> PROVIDED TEXT
___
Strong westerly and northwesterly winds have drifted snow onto lee slopes, complicating conditions at upper elevations. Avoid steep slopes with newly-formed drifts on northeast, east and southeast slopes above treeline. Expect isolated slopes with this danger in near-treeline terrain.

On shaded slopes, this danger may may overlap with a Persistent Slab avalanche problem, increasing the likelihood and potential size of triggering slides that break near the ground. This danger exists wherever recent storm snow buried weak, early-season snow. It's most widespread on cold, northerly slopes above about 10,500 feet. It may also be lurking on other aspects or at lower elevations where shade from trees or rocks preserved snow that fell early this season.
___
> RECORDS SHOWN
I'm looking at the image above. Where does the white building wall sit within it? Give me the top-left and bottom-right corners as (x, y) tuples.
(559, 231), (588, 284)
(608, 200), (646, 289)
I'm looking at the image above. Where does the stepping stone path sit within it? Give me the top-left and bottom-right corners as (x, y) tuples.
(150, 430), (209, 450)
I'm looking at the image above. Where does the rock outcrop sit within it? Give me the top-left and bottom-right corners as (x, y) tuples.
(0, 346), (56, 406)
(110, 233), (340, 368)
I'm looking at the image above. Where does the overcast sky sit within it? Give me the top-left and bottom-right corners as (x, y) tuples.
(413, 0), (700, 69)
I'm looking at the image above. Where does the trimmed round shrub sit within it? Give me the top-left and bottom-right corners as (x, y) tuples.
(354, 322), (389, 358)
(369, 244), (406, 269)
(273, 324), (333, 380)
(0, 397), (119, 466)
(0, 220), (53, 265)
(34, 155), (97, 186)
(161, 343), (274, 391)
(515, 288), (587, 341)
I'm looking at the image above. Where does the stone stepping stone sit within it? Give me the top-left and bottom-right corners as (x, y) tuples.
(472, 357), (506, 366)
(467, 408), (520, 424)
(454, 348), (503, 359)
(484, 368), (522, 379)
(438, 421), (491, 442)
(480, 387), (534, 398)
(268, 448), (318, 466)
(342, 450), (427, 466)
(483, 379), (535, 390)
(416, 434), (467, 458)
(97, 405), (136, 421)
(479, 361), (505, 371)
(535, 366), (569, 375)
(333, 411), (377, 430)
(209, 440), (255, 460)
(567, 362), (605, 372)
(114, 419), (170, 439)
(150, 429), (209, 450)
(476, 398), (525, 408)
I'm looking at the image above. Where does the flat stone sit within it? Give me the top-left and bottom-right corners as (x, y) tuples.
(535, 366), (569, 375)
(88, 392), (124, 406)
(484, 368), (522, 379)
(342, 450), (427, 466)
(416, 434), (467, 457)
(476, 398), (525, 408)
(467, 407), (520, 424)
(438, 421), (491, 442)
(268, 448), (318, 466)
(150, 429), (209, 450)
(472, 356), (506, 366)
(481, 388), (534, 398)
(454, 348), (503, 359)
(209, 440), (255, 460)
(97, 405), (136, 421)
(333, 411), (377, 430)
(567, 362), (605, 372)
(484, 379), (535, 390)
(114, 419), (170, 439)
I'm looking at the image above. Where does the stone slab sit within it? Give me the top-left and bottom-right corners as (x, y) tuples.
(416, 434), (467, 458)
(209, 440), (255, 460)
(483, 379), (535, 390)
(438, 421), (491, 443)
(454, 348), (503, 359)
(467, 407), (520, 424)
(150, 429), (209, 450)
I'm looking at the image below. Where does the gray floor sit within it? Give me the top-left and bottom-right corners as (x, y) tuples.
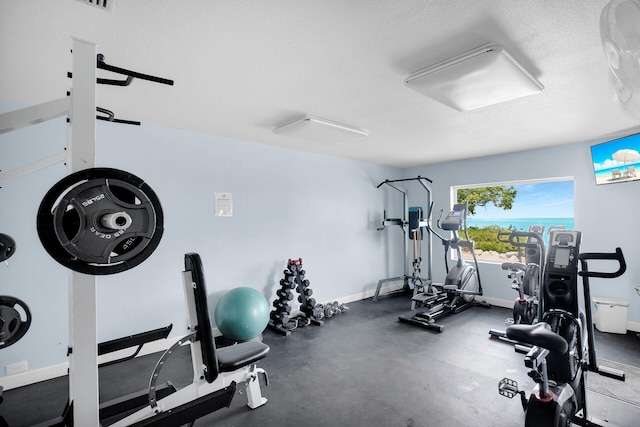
(0, 297), (640, 427)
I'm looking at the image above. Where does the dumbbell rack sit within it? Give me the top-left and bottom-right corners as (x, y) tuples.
(269, 258), (324, 336)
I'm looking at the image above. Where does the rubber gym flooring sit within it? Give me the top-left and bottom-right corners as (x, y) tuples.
(0, 296), (640, 427)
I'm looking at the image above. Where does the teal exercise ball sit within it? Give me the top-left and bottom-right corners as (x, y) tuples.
(214, 287), (269, 341)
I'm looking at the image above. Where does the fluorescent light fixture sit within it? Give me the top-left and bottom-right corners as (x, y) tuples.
(273, 115), (369, 143)
(404, 43), (544, 111)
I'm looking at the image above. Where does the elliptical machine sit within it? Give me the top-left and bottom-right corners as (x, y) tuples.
(398, 203), (491, 332)
(498, 230), (626, 427)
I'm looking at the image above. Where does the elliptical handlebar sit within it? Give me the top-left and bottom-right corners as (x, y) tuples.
(578, 248), (627, 279)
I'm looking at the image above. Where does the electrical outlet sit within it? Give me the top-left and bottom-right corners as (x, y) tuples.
(5, 360), (27, 375)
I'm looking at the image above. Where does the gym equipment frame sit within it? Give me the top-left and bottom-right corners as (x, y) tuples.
(0, 38), (173, 427)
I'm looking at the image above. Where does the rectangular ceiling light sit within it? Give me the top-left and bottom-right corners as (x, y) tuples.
(404, 43), (544, 111)
(273, 115), (369, 143)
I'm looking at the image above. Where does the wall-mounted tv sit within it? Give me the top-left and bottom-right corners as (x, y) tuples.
(591, 134), (640, 185)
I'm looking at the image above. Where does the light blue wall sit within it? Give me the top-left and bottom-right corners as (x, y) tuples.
(0, 98), (640, 382)
(404, 142), (640, 328)
(0, 102), (402, 375)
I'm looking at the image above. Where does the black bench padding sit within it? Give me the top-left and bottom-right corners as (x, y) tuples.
(184, 253), (269, 383)
(217, 341), (269, 372)
(507, 322), (569, 354)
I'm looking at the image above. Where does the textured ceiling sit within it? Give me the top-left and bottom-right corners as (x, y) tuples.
(0, 0), (640, 167)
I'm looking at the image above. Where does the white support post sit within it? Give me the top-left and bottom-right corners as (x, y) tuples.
(67, 39), (100, 427)
(0, 97), (70, 134)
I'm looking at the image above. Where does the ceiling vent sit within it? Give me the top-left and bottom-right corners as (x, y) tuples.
(77, 0), (115, 12)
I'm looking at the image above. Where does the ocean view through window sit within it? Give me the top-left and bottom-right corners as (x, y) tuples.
(453, 178), (574, 262)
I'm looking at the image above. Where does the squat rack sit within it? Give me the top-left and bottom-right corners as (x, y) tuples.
(0, 38), (173, 427)
(373, 175), (433, 310)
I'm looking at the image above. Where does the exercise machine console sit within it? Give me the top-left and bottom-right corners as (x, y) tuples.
(498, 230), (626, 427)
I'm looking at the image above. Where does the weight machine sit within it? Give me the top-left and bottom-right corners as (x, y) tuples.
(373, 175), (433, 310)
(398, 203), (491, 332)
(0, 39), (173, 427)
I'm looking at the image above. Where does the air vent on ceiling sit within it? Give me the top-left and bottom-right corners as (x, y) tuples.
(77, 0), (115, 12)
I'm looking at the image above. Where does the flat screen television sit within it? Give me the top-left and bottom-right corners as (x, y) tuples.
(591, 134), (640, 185)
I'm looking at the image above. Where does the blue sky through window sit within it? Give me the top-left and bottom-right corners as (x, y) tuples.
(462, 180), (574, 219)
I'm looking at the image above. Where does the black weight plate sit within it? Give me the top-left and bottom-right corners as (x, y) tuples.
(0, 233), (16, 262)
(37, 168), (164, 275)
(0, 295), (31, 349)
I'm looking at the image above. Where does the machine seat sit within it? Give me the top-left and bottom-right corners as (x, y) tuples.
(216, 341), (270, 372)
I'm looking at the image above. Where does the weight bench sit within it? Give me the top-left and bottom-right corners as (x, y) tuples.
(111, 253), (269, 427)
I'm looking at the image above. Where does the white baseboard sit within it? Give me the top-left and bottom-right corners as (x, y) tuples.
(0, 292), (640, 390)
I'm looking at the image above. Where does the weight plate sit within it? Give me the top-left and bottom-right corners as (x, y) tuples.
(37, 168), (164, 275)
(0, 233), (16, 262)
(0, 295), (31, 349)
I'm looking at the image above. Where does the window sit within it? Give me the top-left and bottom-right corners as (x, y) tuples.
(453, 178), (574, 262)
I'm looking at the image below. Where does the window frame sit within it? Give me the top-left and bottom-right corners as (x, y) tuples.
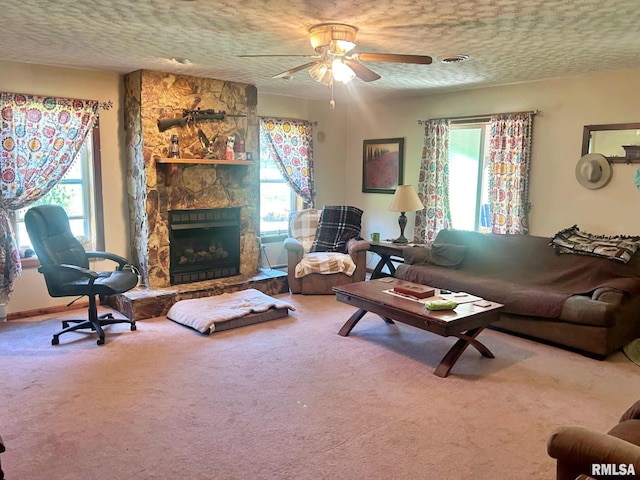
___
> OBJECTIVES
• 1. According to the avalanche forecast, above roughly what elevation is the buried weak-snow danger most widespread on cold, northerly slopes?
• 2. Can you reproduce the avalanche forecast word for word, starting with "Strong westerly and" and going on through "early this season."?

> SOLUTIONS
• 1. Above about 10,500 feet.

• 2.
Strong westerly and northwesterly winds have drifted snow onto lee slopes, complicating conditions at upper elevations. Avoid steep slopes with newly-formed drifts on northeast, east and southeast slopes above treeline. Expect isolated slopes with this danger in near-treeline terrain.

On shaded slopes, this danger may may overlap with a Persistent Slab avalanche problem, increasing the likelihood and potential size of triggering slides that break near the ground. This danger exists wherever recent storm snow buried weak, early-season snow. It's most widespread on cold, northerly slopes above about 10,500 feet. It may also be lurking on other aspects or at lower elevations where shade from trees or rocks preserved snow that fell early this season.